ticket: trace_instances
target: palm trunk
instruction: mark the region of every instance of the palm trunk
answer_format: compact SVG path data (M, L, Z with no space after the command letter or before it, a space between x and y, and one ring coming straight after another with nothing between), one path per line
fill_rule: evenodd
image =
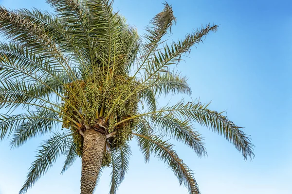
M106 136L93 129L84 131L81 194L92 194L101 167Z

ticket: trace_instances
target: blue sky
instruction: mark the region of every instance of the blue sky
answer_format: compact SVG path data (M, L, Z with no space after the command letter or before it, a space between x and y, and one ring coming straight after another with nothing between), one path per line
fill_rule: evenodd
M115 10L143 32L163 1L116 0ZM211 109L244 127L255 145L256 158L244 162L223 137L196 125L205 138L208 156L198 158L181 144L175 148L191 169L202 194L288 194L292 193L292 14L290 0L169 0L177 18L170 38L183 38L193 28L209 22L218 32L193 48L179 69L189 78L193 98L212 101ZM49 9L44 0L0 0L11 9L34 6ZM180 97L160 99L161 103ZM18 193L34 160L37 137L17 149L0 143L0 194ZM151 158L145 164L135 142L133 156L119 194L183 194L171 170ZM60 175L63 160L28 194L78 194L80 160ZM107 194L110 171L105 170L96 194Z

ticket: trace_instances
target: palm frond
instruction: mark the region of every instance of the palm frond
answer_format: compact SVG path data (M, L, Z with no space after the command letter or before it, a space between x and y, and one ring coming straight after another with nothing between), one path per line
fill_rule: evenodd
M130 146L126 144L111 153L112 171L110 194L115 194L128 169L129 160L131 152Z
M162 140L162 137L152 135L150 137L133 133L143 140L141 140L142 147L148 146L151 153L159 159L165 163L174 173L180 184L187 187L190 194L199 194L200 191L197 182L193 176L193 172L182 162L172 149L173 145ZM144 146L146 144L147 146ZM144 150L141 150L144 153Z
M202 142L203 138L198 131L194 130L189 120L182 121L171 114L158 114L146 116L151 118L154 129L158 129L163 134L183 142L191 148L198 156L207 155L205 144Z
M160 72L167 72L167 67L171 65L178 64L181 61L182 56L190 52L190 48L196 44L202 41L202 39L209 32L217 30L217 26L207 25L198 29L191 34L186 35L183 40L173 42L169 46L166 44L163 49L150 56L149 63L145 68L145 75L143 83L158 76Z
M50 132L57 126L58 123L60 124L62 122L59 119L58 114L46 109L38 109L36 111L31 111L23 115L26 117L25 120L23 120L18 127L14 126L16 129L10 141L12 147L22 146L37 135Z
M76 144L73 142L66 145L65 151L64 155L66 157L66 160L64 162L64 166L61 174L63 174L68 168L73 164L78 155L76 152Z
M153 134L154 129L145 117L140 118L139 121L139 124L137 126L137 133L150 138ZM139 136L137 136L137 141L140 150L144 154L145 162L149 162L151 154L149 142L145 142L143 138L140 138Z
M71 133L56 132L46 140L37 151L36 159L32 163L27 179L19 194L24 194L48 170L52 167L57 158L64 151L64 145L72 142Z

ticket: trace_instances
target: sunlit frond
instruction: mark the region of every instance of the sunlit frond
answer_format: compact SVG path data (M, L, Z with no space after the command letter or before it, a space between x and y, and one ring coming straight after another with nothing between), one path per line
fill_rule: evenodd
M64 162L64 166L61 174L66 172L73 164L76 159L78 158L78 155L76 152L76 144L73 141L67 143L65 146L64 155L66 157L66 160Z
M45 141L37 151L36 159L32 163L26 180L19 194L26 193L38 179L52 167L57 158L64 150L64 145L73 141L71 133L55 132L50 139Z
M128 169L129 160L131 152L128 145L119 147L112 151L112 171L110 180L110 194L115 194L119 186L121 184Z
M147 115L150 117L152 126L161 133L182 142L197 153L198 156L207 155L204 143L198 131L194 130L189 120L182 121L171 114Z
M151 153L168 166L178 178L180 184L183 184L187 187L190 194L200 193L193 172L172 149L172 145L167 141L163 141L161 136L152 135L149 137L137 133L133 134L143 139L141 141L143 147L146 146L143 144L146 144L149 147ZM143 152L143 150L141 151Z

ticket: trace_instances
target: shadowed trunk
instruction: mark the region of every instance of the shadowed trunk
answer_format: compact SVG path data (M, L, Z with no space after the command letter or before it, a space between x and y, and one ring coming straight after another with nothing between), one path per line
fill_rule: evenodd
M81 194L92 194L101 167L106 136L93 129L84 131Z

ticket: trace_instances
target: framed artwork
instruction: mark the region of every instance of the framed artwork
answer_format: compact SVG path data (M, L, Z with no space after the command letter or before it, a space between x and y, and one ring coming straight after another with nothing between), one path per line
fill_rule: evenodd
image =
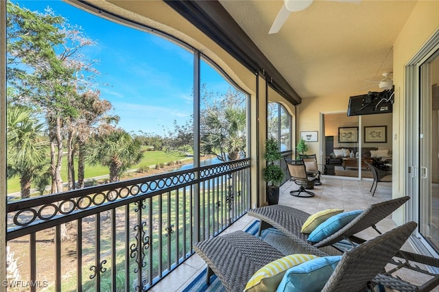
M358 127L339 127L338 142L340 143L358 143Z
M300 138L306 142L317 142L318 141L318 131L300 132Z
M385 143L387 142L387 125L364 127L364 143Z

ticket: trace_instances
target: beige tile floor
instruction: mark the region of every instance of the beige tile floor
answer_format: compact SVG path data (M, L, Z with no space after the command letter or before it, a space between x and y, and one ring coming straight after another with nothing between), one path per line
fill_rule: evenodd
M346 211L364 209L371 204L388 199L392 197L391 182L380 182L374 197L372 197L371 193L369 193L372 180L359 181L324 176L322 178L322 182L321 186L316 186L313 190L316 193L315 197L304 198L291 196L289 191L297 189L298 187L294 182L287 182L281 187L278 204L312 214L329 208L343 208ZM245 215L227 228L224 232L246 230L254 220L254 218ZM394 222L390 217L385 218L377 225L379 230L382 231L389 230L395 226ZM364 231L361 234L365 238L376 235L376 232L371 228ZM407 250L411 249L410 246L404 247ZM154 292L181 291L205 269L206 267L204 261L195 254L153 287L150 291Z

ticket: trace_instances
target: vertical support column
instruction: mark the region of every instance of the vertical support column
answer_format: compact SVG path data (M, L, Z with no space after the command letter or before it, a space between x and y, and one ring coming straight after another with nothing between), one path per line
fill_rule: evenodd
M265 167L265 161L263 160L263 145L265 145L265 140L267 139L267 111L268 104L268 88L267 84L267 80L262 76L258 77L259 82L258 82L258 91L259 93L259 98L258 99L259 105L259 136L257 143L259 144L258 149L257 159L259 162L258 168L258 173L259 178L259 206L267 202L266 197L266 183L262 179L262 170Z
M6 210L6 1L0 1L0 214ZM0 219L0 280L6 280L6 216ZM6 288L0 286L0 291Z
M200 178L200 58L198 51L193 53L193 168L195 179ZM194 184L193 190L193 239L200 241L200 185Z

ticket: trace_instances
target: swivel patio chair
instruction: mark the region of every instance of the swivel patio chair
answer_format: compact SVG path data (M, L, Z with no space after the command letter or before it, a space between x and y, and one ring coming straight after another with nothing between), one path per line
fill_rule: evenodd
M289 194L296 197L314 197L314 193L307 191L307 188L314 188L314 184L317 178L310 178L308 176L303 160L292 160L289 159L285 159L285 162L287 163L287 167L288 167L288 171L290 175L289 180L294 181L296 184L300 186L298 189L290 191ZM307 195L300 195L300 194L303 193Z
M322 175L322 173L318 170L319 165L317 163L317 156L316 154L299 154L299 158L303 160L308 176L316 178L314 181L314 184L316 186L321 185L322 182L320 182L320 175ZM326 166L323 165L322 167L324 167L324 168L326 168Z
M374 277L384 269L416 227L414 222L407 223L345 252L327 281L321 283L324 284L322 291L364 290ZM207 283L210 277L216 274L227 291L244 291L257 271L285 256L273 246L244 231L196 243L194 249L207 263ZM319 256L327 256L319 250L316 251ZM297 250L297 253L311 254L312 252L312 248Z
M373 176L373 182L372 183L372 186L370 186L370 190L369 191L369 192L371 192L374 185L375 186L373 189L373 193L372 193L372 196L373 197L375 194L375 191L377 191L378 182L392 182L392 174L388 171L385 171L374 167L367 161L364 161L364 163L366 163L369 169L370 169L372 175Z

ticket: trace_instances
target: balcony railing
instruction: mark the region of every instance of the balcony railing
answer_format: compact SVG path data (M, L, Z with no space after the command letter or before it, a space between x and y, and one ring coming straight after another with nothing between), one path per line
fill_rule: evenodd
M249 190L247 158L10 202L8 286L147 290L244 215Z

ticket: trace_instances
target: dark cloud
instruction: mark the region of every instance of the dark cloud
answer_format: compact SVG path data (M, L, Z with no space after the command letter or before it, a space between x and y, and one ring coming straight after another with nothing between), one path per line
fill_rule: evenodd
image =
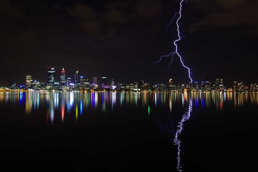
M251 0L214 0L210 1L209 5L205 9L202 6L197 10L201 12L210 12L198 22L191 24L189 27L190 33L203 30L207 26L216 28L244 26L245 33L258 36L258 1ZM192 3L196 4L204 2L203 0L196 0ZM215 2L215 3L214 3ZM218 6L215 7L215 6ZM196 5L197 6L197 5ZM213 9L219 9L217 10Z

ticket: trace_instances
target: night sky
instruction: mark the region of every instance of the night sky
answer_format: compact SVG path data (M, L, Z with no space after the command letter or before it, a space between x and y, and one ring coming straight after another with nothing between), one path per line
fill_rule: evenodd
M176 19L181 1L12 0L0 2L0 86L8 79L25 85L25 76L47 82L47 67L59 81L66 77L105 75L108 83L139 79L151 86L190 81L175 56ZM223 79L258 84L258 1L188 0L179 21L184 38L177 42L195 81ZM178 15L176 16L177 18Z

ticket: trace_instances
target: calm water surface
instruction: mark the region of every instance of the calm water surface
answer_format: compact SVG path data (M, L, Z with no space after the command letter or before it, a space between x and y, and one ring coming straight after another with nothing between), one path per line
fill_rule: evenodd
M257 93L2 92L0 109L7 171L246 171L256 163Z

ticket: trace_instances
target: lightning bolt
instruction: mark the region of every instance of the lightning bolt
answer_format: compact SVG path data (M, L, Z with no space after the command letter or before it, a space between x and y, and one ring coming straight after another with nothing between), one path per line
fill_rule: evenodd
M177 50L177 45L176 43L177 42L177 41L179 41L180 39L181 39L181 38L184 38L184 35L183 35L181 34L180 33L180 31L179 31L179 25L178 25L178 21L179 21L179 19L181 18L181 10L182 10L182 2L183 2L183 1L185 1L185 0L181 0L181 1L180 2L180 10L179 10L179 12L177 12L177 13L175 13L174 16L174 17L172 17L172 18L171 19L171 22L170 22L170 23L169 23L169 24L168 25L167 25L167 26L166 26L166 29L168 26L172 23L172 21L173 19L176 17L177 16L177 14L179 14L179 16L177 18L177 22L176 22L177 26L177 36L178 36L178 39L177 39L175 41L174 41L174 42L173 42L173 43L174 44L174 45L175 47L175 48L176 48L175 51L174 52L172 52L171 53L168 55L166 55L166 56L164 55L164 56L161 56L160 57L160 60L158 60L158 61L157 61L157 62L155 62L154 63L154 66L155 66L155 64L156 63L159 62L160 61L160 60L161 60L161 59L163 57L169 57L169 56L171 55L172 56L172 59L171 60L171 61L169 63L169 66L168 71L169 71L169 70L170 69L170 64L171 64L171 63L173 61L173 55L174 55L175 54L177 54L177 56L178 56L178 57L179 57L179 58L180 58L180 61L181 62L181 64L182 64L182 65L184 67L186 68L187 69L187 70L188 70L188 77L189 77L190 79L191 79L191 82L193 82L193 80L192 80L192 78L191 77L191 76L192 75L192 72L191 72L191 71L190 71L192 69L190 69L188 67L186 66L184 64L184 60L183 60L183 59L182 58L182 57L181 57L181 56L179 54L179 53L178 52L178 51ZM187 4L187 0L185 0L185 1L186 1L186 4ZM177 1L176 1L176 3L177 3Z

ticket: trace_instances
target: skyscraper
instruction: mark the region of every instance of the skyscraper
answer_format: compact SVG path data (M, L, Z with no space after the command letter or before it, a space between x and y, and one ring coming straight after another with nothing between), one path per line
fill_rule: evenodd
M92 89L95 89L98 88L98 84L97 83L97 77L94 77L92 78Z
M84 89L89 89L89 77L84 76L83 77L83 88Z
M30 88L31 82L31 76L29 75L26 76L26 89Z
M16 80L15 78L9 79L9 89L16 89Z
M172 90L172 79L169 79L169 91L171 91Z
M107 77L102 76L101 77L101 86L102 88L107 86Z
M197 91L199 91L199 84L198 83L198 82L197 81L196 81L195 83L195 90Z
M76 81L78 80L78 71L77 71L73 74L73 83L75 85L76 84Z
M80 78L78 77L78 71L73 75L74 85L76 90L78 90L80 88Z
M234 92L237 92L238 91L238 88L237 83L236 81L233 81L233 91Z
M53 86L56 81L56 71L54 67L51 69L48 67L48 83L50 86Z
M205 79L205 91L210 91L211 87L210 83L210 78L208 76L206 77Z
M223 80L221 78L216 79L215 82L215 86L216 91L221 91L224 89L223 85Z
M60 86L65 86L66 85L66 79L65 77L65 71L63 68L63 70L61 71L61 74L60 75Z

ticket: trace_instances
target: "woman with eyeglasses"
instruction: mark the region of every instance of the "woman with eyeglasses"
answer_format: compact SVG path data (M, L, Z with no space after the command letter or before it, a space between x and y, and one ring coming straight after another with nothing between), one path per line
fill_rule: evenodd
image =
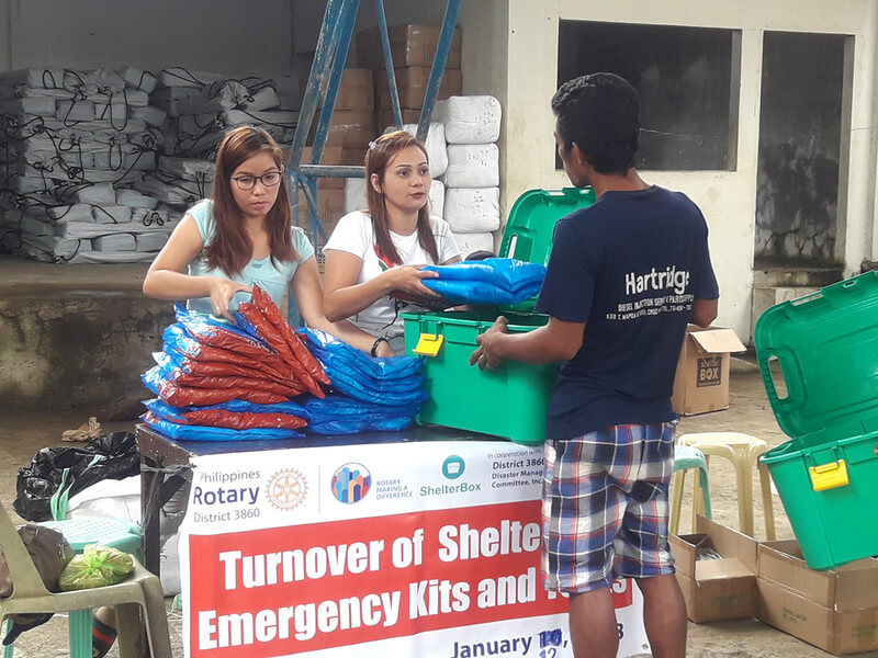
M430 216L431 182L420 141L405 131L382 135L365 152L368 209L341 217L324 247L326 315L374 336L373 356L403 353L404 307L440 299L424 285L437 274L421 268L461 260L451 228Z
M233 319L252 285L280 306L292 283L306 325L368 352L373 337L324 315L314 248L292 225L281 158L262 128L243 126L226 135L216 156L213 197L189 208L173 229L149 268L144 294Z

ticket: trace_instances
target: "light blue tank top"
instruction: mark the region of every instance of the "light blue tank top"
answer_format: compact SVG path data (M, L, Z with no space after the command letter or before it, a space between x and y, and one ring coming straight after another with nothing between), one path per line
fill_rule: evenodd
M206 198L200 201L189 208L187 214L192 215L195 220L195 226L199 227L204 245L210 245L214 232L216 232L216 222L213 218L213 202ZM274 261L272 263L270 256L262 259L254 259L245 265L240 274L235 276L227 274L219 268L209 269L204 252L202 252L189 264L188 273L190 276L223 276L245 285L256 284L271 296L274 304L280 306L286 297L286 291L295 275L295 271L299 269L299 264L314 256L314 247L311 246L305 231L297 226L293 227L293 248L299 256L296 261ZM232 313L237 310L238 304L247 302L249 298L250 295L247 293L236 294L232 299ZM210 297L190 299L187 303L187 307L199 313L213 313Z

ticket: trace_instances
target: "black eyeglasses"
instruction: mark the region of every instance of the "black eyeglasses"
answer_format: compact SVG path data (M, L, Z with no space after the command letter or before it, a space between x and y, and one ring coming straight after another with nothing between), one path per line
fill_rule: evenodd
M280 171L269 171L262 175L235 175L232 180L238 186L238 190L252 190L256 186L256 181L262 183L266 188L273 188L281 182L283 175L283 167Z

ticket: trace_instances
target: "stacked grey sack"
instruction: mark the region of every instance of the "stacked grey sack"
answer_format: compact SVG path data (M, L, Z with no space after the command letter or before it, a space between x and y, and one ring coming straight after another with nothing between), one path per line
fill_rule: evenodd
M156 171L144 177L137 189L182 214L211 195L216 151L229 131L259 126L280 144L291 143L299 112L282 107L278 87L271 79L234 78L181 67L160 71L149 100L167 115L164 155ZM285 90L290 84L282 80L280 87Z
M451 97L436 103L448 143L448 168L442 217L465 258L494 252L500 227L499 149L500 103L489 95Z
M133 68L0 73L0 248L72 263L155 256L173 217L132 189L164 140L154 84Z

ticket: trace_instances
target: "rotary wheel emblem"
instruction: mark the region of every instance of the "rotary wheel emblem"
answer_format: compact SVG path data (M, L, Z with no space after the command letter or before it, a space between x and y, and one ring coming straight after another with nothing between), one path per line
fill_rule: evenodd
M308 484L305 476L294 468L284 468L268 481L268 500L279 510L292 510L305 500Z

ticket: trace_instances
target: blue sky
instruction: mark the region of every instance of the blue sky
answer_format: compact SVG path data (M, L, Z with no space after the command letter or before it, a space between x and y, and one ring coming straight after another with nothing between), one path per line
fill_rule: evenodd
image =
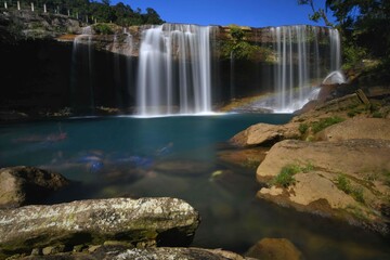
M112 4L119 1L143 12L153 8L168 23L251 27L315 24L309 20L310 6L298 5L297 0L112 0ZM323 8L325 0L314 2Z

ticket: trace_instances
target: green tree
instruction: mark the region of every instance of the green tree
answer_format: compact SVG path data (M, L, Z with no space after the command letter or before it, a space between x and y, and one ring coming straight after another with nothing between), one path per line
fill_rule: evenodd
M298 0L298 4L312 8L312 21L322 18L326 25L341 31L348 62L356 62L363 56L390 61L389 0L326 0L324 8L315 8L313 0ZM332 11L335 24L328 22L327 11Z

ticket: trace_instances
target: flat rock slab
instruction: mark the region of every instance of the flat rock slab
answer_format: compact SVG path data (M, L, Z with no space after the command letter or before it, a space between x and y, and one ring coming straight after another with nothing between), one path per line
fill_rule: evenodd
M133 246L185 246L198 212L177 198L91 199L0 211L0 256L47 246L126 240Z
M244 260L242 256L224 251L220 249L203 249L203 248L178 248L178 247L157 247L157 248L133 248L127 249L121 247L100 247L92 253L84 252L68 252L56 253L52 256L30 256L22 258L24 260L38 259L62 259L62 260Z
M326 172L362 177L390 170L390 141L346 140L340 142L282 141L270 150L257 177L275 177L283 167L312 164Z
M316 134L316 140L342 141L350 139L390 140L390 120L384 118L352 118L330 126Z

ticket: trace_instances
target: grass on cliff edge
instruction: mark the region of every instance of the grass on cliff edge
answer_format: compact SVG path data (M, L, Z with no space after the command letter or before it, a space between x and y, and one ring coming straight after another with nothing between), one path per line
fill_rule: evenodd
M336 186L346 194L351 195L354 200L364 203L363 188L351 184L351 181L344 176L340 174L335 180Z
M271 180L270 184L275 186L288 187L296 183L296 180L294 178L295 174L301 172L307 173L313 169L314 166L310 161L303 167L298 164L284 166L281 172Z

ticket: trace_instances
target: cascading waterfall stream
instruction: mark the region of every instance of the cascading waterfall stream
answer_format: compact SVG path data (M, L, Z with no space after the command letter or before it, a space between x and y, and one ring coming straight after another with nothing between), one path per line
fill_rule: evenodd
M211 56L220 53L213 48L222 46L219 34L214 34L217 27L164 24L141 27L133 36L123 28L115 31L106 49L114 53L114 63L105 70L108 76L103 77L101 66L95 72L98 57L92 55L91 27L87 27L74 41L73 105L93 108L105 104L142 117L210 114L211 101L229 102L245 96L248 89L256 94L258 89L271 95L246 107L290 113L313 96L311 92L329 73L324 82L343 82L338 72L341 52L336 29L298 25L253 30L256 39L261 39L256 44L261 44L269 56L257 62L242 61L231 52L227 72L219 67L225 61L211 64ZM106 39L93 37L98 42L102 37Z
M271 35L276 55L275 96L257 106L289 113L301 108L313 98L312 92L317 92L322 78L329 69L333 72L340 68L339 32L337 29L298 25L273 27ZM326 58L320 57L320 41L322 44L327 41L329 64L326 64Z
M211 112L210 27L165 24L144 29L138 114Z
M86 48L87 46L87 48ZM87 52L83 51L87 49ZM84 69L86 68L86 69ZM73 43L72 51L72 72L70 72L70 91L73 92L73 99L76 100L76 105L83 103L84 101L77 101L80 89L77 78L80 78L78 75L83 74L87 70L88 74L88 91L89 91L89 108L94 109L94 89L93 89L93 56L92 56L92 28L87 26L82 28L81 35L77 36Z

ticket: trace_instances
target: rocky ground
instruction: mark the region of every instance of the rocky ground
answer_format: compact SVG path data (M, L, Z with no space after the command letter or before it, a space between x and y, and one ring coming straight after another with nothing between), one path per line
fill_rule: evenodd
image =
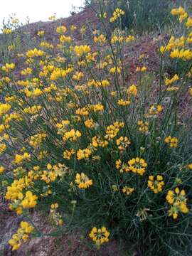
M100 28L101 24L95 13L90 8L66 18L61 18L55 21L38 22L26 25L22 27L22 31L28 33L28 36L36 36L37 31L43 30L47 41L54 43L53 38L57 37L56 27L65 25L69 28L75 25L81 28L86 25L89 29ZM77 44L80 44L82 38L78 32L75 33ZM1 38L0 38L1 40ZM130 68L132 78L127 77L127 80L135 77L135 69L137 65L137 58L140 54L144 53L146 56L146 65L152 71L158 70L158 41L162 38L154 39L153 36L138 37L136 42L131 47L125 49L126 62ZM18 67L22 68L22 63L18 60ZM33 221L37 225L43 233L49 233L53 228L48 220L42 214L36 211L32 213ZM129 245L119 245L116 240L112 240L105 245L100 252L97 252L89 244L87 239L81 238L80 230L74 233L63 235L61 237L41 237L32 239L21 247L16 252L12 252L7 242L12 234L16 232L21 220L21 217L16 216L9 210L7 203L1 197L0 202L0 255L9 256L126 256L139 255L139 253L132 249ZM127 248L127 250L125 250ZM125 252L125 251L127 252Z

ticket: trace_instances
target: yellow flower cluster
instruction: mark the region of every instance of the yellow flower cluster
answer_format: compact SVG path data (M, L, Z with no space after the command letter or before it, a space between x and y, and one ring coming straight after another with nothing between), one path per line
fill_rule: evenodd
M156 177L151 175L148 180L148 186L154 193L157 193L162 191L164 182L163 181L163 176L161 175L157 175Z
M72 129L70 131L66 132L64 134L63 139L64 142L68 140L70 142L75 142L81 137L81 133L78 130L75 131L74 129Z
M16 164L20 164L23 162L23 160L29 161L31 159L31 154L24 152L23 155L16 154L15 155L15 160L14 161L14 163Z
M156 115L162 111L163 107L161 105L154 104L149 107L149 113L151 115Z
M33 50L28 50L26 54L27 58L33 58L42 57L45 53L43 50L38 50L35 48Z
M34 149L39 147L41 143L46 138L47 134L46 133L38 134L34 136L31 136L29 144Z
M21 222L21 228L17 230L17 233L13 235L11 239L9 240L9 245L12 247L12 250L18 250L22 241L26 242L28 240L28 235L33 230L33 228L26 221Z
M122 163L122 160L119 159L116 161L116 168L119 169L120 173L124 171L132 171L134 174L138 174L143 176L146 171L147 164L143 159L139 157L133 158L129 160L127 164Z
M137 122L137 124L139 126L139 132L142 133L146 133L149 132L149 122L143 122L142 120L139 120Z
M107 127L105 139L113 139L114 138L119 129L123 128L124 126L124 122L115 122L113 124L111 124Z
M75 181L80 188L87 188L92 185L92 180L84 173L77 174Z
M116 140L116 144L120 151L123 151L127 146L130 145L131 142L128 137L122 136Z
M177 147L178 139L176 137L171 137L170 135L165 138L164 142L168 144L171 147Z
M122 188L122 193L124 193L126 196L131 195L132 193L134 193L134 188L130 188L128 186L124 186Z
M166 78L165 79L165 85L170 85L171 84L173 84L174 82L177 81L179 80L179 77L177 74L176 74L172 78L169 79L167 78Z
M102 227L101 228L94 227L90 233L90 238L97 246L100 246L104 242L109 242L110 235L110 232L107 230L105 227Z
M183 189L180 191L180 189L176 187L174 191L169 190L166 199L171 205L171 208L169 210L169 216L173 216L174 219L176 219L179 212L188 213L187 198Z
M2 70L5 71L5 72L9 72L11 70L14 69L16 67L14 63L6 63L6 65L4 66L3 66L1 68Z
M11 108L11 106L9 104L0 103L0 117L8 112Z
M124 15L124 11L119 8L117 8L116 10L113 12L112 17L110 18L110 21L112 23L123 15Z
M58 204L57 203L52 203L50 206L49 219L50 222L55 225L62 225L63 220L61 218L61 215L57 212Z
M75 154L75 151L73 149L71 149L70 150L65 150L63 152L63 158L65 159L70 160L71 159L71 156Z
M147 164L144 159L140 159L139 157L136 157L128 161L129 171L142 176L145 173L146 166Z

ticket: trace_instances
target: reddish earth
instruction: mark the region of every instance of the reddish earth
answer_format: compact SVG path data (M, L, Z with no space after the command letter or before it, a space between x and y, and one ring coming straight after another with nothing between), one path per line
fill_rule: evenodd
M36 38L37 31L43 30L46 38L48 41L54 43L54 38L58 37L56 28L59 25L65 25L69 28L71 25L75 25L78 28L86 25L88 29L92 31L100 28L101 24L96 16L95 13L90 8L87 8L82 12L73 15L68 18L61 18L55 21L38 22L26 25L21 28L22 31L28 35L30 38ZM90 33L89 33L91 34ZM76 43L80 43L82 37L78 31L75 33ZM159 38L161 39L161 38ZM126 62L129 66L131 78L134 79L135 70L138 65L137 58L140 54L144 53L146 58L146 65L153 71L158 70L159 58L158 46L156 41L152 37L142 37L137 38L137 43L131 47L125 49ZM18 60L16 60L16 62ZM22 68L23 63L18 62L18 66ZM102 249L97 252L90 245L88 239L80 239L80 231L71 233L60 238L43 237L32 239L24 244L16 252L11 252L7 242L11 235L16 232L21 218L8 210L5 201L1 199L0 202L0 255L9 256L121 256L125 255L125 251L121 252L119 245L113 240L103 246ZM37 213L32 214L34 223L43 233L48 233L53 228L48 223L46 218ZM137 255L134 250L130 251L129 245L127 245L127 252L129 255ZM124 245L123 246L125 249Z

==*==

Please identify each line in the data above that contains the word "calm" and copy those lines out in full.

target: calm water surface
instruction: mark the region of every instance of the calm water surface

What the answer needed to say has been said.